Part 1: Art, Computers and Systems

In the mid-20th century, the advent of microchips and digital systems ignited a new era in art-making, catalyzing cybernetics and system theories that permeated consequential art movements. In this 3-part series, I’ll be exploring how the interplay between early computers and systems-theory extended many of the principles and aspirations of Modern art while laying the groundwork for contemporary arts practices like generative and new media art [1]. By drawing on my own experience as a new media artist, I’ll explain why I believe a system-based approach is crucial for creating art at the intersection of nature, science, and technology; as well as share some examples of previous projects and the inspiration behind them.

DIRECTIVE 1:
From the art and systems introduction, list the three areas whose intersection the author says a system-based approach is crucial for.
DIRECTIVE 2:
Go on with the art and systems introduction, starting after its last sentence.

GIVEN ENTRIES:
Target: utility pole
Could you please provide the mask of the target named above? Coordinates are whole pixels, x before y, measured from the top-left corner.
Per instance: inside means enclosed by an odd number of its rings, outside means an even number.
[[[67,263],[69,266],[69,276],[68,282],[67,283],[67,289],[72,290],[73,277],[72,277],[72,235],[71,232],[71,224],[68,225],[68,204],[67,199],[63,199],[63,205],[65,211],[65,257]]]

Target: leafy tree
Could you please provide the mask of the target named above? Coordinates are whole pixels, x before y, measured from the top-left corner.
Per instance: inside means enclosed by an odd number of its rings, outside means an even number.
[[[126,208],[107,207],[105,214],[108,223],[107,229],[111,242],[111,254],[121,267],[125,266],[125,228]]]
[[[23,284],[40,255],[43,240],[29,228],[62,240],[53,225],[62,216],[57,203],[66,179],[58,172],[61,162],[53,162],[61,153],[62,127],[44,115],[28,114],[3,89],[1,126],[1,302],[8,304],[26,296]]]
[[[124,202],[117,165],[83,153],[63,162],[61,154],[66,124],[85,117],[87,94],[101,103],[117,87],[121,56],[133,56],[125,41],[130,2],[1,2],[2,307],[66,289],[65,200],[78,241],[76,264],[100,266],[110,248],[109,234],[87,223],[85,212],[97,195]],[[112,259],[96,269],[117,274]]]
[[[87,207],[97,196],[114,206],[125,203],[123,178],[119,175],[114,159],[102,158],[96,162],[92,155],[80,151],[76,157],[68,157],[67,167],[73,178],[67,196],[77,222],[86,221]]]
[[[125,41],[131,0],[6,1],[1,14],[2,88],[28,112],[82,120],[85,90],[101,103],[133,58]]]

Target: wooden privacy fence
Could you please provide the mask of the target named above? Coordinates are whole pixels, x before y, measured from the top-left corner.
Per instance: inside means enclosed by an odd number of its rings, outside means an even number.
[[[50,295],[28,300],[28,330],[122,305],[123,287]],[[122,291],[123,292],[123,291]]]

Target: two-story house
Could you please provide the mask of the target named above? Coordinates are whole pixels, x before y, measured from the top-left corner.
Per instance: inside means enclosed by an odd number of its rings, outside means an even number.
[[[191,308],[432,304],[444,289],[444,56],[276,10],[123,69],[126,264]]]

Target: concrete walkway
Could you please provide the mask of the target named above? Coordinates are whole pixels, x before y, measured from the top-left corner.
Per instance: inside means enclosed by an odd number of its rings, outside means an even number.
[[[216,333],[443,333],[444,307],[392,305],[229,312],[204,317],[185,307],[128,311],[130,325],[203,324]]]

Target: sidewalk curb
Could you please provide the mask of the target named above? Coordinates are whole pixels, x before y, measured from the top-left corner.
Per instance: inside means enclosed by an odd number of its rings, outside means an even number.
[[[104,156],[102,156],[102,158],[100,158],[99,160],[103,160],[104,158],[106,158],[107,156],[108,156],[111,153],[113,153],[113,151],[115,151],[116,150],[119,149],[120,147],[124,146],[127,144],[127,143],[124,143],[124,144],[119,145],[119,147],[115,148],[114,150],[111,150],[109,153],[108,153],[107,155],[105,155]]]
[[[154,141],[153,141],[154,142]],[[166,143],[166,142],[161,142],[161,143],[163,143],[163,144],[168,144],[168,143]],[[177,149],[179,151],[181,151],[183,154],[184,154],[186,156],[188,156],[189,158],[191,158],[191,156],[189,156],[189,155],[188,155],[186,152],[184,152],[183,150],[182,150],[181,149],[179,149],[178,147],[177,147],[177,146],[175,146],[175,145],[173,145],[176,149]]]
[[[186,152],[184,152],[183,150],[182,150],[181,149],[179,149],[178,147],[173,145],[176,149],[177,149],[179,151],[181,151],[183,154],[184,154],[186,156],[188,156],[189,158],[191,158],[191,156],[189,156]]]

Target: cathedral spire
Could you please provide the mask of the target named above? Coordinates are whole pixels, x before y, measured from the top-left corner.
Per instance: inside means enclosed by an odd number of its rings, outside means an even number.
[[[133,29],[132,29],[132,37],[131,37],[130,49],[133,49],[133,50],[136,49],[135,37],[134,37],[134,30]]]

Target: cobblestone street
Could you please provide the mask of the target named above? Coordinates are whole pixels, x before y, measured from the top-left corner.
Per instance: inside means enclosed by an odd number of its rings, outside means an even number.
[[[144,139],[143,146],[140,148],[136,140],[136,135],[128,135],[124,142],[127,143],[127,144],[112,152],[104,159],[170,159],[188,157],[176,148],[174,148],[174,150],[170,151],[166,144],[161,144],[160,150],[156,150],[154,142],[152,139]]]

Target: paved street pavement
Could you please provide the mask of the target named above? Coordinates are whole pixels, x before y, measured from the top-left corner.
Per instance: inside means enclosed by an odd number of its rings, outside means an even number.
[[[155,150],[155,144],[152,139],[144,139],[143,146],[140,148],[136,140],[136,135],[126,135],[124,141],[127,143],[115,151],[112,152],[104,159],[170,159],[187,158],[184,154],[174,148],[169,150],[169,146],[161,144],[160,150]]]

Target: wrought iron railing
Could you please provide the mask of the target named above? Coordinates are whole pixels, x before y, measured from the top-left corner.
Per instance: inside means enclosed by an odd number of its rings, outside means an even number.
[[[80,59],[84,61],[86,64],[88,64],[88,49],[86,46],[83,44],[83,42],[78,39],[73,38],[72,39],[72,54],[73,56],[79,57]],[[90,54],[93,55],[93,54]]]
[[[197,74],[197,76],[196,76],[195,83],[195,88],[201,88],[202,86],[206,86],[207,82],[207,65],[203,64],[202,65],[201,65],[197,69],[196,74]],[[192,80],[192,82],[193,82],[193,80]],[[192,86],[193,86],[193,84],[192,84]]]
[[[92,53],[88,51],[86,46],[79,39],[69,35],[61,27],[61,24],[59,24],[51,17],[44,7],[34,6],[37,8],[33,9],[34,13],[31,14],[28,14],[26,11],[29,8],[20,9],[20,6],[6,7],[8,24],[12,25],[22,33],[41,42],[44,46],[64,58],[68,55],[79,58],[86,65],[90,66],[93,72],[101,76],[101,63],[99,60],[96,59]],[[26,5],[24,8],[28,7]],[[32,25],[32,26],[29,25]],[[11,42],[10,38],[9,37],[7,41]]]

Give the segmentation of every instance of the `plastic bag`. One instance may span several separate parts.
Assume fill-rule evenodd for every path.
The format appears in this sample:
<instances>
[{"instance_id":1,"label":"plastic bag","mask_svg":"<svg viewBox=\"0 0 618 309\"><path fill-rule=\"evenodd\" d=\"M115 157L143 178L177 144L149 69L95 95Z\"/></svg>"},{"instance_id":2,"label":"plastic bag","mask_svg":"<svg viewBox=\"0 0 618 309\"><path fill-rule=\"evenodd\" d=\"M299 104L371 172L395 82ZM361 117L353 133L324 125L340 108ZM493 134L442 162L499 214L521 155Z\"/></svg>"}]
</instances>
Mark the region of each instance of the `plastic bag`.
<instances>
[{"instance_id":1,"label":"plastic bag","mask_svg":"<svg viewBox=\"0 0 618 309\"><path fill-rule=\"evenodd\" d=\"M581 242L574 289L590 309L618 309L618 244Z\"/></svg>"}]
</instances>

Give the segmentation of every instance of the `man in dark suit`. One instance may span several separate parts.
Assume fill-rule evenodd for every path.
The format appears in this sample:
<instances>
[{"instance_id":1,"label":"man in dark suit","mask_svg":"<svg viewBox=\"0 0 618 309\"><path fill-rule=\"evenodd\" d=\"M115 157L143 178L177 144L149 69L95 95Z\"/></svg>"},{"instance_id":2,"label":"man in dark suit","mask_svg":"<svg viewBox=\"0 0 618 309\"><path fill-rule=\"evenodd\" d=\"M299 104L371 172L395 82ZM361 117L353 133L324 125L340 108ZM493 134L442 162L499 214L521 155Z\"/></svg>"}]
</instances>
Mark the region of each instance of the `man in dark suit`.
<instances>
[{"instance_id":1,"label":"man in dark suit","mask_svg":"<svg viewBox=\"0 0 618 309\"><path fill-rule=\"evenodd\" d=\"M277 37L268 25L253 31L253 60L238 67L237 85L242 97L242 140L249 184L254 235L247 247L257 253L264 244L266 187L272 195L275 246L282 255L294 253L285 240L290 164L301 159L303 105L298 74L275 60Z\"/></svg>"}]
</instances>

ANSWER 1:
nature, science, technology

ANSWER 2:
Mikhail Mansion, Trace Memories (interactive sound sculpture) 2011

In a previous article, I emphasized the value of design-grids – an exceptional type of system that takes advantage of horizontal and vertical lines to segment space, order information, and streamline data. Together, these individual components result in an outcome greater than their sum. This dynamism, I believe, holds true for all types of systems. Wherein different elements interact with one another, sometimes generating outcomes that are unexpected – at times, even poetic. Systems form an essential aspect of the fundamental fabric of nature, culture, and technology, and range widely in terms of complexities, from the simplistic to the intricate.

The ancient Greek origin of the term “system” – “systema” – describes an assembly of organized components working together in harmony.  Although the concept of systems has existed in the human mind for millennia, it’s only with the invention of our computerized tools that we’ve been able to harness, study, program, and express them in ways once unimaginable [7].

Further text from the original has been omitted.